> _Exercise_
Transcribe all of the records word for word, please, omitting the pictures.
(Beginning of Stored data)
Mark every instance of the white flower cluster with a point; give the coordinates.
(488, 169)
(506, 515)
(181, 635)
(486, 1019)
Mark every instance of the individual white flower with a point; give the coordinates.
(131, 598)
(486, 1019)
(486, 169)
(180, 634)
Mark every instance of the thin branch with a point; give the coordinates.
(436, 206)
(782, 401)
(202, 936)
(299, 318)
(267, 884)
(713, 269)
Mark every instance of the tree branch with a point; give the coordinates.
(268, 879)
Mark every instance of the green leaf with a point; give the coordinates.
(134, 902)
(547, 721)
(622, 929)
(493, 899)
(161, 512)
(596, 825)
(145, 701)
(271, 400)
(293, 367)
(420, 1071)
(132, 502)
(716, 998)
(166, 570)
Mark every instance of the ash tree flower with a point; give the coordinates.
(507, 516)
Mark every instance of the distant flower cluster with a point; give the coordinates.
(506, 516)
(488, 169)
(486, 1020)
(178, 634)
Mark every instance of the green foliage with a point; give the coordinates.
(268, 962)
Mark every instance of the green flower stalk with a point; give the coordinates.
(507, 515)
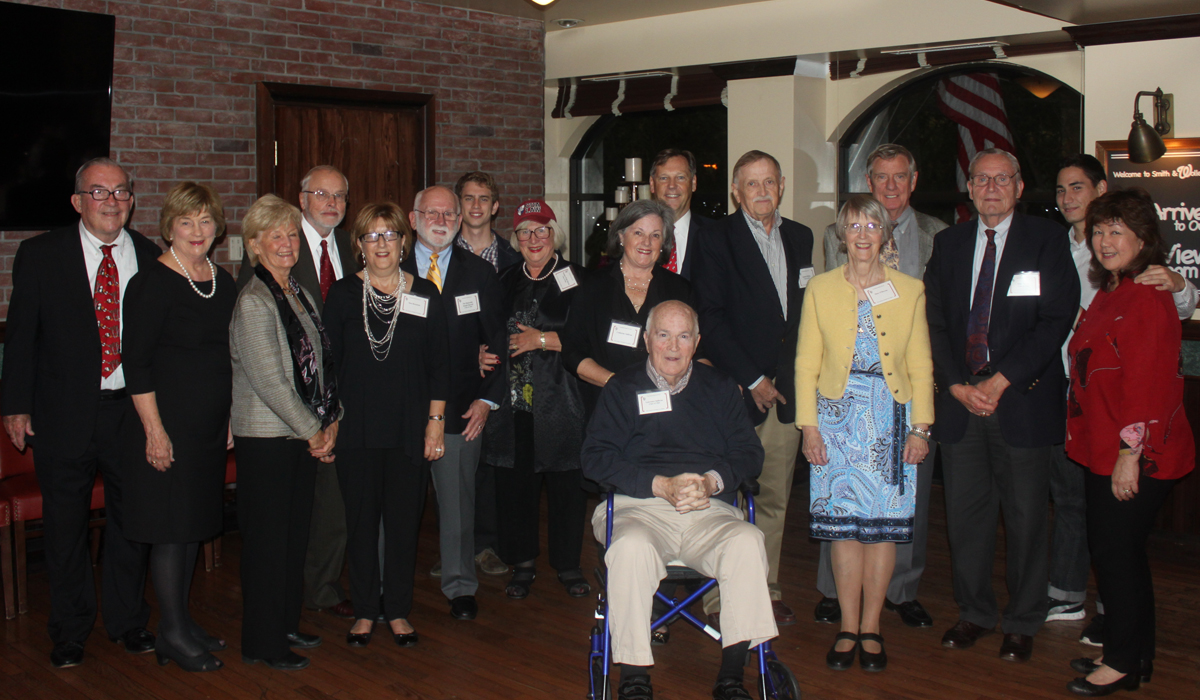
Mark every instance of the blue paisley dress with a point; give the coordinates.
(865, 492)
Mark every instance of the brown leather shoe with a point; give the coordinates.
(964, 634)
(1017, 647)
(784, 614)
(343, 609)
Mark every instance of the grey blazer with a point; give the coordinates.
(265, 402)
(927, 227)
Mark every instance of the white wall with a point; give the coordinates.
(1115, 73)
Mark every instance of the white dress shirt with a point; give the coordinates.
(313, 238)
(126, 259)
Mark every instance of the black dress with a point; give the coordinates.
(600, 301)
(177, 345)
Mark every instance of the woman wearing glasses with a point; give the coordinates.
(388, 331)
(535, 435)
(864, 392)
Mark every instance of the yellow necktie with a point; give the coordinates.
(435, 274)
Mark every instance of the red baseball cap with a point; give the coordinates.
(533, 210)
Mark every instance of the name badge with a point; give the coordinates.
(624, 334)
(467, 303)
(882, 293)
(1026, 285)
(565, 279)
(653, 402)
(414, 305)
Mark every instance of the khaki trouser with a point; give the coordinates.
(717, 542)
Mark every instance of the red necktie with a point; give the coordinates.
(981, 307)
(107, 297)
(327, 270)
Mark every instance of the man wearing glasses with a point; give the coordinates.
(472, 297)
(1001, 297)
(323, 259)
(64, 392)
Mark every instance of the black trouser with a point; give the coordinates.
(66, 488)
(1116, 537)
(276, 477)
(382, 483)
(519, 506)
(984, 476)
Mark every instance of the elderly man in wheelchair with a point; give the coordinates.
(672, 441)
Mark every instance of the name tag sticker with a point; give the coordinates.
(467, 303)
(882, 293)
(653, 402)
(1026, 285)
(414, 305)
(624, 334)
(565, 279)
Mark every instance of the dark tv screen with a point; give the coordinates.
(55, 107)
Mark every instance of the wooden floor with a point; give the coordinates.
(535, 648)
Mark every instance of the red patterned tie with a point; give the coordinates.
(107, 297)
(981, 307)
(327, 270)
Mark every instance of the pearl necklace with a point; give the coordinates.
(213, 271)
(387, 309)
(525, 268)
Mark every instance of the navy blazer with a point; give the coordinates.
(52, 353)
(471, 274)
(1025, 334)
(742, 325)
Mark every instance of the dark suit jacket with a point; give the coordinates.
(305, 270)
(469, 274)
(1025, 334)
(699, 223)
(52, 352)
(742, 324)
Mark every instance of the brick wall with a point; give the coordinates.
(185, 73)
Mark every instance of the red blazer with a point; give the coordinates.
(1125, 369)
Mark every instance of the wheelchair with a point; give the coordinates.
(775, 680)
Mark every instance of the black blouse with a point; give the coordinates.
(600, 301)
(387, 402)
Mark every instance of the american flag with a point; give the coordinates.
(975, 103)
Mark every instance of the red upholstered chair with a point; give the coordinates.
(19, 491)
(213, 548)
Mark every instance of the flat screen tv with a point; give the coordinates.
(55, 107)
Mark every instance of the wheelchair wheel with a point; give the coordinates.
(779, 683)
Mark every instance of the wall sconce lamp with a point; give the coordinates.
(1145, 142)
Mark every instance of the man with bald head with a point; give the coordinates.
(473, 299)
(64, 393)
(672, 438)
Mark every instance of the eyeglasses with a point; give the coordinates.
(1001, 180)
(869, 227)
(388, 235)
(323, 196)
(430, 215)
(541, 232)
(102, 195)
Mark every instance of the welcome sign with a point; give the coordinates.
(1174, 183)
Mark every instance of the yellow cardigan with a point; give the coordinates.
(826, 348)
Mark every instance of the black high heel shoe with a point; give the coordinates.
(1087, 689)
(199, 663)
(841, 660)
(1086, 665)
(868, 660)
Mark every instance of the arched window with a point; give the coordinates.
(598, 165)
(933, 114)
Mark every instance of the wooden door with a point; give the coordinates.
(381, 141)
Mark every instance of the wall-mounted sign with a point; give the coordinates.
(1174, 183)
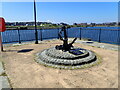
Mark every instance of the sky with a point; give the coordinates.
(56, 12)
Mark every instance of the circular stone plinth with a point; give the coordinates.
(66, 60)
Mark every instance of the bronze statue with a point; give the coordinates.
(66, 46)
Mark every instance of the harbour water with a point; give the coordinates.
(99, 34)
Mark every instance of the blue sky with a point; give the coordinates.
(57, 12)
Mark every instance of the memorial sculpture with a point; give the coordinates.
(66, 56)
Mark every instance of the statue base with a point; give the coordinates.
(73, 59)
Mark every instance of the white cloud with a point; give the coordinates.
(60, 0)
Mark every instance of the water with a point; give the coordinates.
(106, 36)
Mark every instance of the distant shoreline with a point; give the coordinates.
(40, 28)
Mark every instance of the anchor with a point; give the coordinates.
(67, 46)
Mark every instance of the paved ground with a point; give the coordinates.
(24, 72)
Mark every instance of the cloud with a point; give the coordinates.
(60, 0)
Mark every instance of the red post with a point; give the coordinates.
(2, 29)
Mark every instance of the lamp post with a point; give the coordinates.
(36, 33)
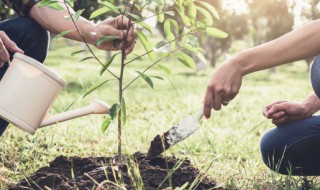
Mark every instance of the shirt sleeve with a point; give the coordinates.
(22, 7)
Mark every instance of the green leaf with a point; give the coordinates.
(146, 78)
(175, 26)
(215, 32)
(171, 13)
(192, 10)
(86, 58)
(136, 18)
(167, 27)
(145, 26)
(99, 12)
(108, 63)
(165, 69)
(110, 6)
(210, 8)
(146, 44)
(184, 186)
(123, 112)
(184, 19)
(51, 4)
(160, 15)
(77, 52)
(186, 60)
(78, 14)
(113, 111)
(105, 39)
(157, 77)
(95, 87)
(207, 16)
(105, 124)
(63, 33)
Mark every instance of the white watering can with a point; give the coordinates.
(27, 91)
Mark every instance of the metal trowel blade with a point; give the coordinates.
(175, 134)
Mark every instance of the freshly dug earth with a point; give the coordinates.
(102, 173)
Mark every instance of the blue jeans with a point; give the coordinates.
(294, 148)
(30, 37)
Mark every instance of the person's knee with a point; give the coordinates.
(273, 151)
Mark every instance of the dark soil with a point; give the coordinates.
(102, 173)
(158, 145)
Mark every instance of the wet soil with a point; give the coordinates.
(139, 172)
(158, 145)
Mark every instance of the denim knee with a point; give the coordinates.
(273, 151)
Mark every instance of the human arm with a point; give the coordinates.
(55, 22)
(283, 111)
(226, 80)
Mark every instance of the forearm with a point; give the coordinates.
(311, 104)
(55, 22)
(296, 45)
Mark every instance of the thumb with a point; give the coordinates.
(119, 33)
(10, 45)
(276, 108)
(End of Stored data)
> _Problem solution_
Mark every instance of the white flower cluster with a point; give the coordinates.
(488, 169)
(506, 515)
(181, 635)
(486, 1019)
Mark every instance of the individual white flower with a point; give the coordinates.
(131, 598)
(486, 1019)
(486, 169)
(180, 634)
Mark every instance of the thin branch with a point; give the coordinates.
(436, 206)
(782, 401)
(202, 936)
(299, 318)
(267, 884)
(713, 269)
Mark every instance of the tree branch with a point; give the coordinates.
(268, 879)
Mark every instance of the green leaf with a point; give the coordinates.
(134, 902)
(547, 721)
(622, 929)
(493, 899)
(161, 512)
(596, 825)
(145, 701)
(271, 400)
(293, 367)
(420, 1071)
(132, 502)
(716, 998)
(166, 570)
Mark every instance of the ash tree flower with a point; give the coordinates.
(507, 516)
Mark every instance of the distant flower cluster with a point; give the coordinates.
(506, 516)
(488, 169)
(486, 1020)
(178, 634)
Mark every instance of the green foliage with a point; give the coordinates.
(268, 962)
Mark every instance of the green flower stalk with a point; give the coordinates.
(507, 515)
Mark every instance of the blue paisley dress with a point; give the coordinates.
(865, 492)
Mark every instance of the brown leather shoe with a point; give the coordinates.
(964, 634)
(1017, 647)
(784, 614)
(343, 609)
Mark every instance of the grey blazer with a point; give the coordinates.
(265, 402)
(927, 227)
Mark every instance of the white wall with a point; give the coordinates.
(1115, 73)
Mark every instance of the white dress shirt with a point; give the coordinates.
(313, 238)
(126, 259)
Mark every instance of the black dress with a point; give the coordinates.
(600, 301)
(177, 345)
Mark every instance of the woman wearing glasses with a point; give the coordinates.
(388, 331)
(535, 435)
(864, 392)
Mark every instance of the yellow necktie with a point; give the coordinates.
(435, 274)
Mark every instance of the red baseball cap with a point; give the coordinates.
(533, 210)
Mark every instance of the name badge with a point; give the coordinates.
(624, 334)
(467, 303)
(882, 293)
(1026, 285)
(565, 279)
(653, 402)
(414, 305)
Mark every instance of the khaki trouser with a point; give the coordinates.
(717, 542)
Mark every instance of the red necktie with a point; give the coordinates.
(981, 307)
(107, 297)
(327, 270)
Mark every instance of the man wearing glasses with a point; give the coordinates.
(472, 297)
(1001, 297)
(323, 259)
(64, 392)
Mark every instance of the black trouser with a point; give the coordinates.
(66, 488)
(1116, 537)
(276, 477)
(382, 483)
(519, 506)
(984, 476)
Mark every instance of the elderly man in wheelchair with a point; give the coordinates.
(672, 441)
Mark every instance of the name tag sticker with a point; give the coordinates.
(467, 303)
(882, 293)
(653, 402)
(1026, 285)
(414, 305)
(624, 334)
(565, 279)
Mark every instance of the dark tv screen with a point; give the coordinates.
(55, 107)
Mark every instance of the wooden floor with a point; give the coordinates.
(535, 648)
Mark every instance of the red patterned tie with a point; give the coordinates.
(107, 297)
(981, 307)
(327, 270)
Mark every instance of the pearl necklace with a point; give the coordinates.
(213, 271)
(387, 309)
(525, 268)
Mark every instance of the navy blazer with a point; give the coordinates.
(52, 353)
(471, 274)
(1025, 334)
(742, 325)
Mark every instance of the dark suit jacket with a point; give the coordinates.
(305, 270)
(469, 274)
(1025, 334)
(699, 223)
(52, 352)
(742, 324)
Mark every instance of the brick wall with a point; give the coordinates.
(185, 73)
Mark every instance of the red blazer with a point; give the coordinates.
(1125, 369)
Mark every instance of the wheelchair with a point; give the coordinates.
(775, 680)
Mark every instance of the black blouse with a point; give the coordinates.
(600, 301)
(387, 402)
Mark every instance of the american flag with a point; give the coordinates.
(975, 103)
Mark every instance of the red upholstered chair with a point; give the coordinates.
(19, 491)
(213, 548)
Mark every instance of the flat screen tv with a point; give the coordinates.
(55, 107)
Mark every instance of the wheelchair wheel with a point; give the coordinates.
(779, 683)
Mark every instance of the wall sconce lamp with a point; give the coordinates.
(1145, 142)
Mark every instance of the man with bald head with a point; give the coordinates.
(473, 299)
(64, 393)
(672, 438)
Mark every instance of the eyeglasses with a point; give the coordinates.
(1001, 180)
(869, 227)
(388, 235)
(323, 196)
(430, 215)
(541, 232)
(102, 195)
Mark every instance of the welcome sign with a point; give the coordinates.
(1174, 183)
Mark every instance of the yellow cardigan with a point; give the coordinates.
(826, 348)
Mark every instance of the black high heel shoe with a point; give the coordinates.
(1087, 689)
(199, 663)
(841, 660)
(1086, 665)
(868, 660)
Mark every instance of the arched window with a point; give the coordinates.
(598, 165)
(933, 114)
Mark every instance of the wooden door with a point; give the coordinates.
(381, 141)
Mark every instance of the wall-mounted sign with a point; give the coordinates.
(1174, 183)
Mark every instance of the sky with a point; give the coordinates.
(56, 12)
Mark every instance of the circular stone plinth with a point; give the coordinates.
(66, 60)
Mark every instance of the bronze statue with a point; give the coordinates.
(66, 46)
Mark every instance of the harbour water with a point; give the coordinates.
(99, 34)
Mark every instance of the blue sky with a point; give the coordinates.
(57, 12)
Mark every instance of the memorial sculpture with a point; give the coordinates.
(66, 56)
Mark every instance of the statue base with a point; give the coordinates.
(73, 59)
Mark every instance of the white cloud with a point; give the coordinates.
(60, 0)
Mark every instance of the water with a point; give the coordinates.
(106, 36)
Mark every instance of the distant shoreline with a point; give the coordinates.
(40, 28)
Mark every instance of the anchor with a point; give the coordinates.
(67, 46)
Mark every instance of the paved ground with a point; give the coordinates.
(24, 72)
Mark every instance of the cloud with a point; give the coordinates.
(60, 0)
Mark every instance of the red post with a point; give the coordinates.
(2, 29)
Mark every instance of the lamp post with a point; give the coordinates.
(36, 33)
Mark every instance of the shirt sleeve with a point; give the coordinates.
(22, 7)
Mark every instance of the green leaf with a point; give the coordinates.
(146, 78)
(175, 26)
(215, 32)
(171, 13)
(192, 10)
(86, 58)
(136, 18)
(167, 27)
(145, 26)
(99, 12)
(108, 63)
(165, 69)
(110, 6)
(210, 8)
(146, 44)
(184, 186)
(123, 112)
(184, 19)
(51, 4)
(160, 15)
(77, 52)
(186, 60)
(78, 14)
(113, 111)
(105, 39)
(157, 77)
(95, 87)
(207, 16)
(105, 124)
(63, 33)
Mark every instance of the white watering can with a point; give the coordinates.
(27, 91)
Mark every instance of the metal trowel blade with a point; give the coordinates.
(175, 134)
Mark every instance of the freshly dug earth with a point; give the coordinates.
(102, 173)
Mark every instance of the blue jeans with a point; give the coordinates.
(294, 148)
(30, 37)
Mark every instance of the person's knee with a point; give the coordinates.
(273, 151)
Mark every instance of the dark soil with a point; give the coordinates.
(102, 173)
(158, 145)
Mark every instance of the wet soil with a point; give the coordinates.
(139, 172)
(158, 145)
Mark every instance of the denim knee with a point; give the coordinates.
(273, 151)
Mark every instance of the human arm with a point; give the coordinates.
(55, 22)
(283, 111)
(226, 80)
Mark every instance of the forearm with a point; give the coordinates.
(311, 104)
(55, 22)
(296, 45)
Mark every instance of the thumb with a point; give the coordinates.
(119, 33)
(10, 45)
(276, 108)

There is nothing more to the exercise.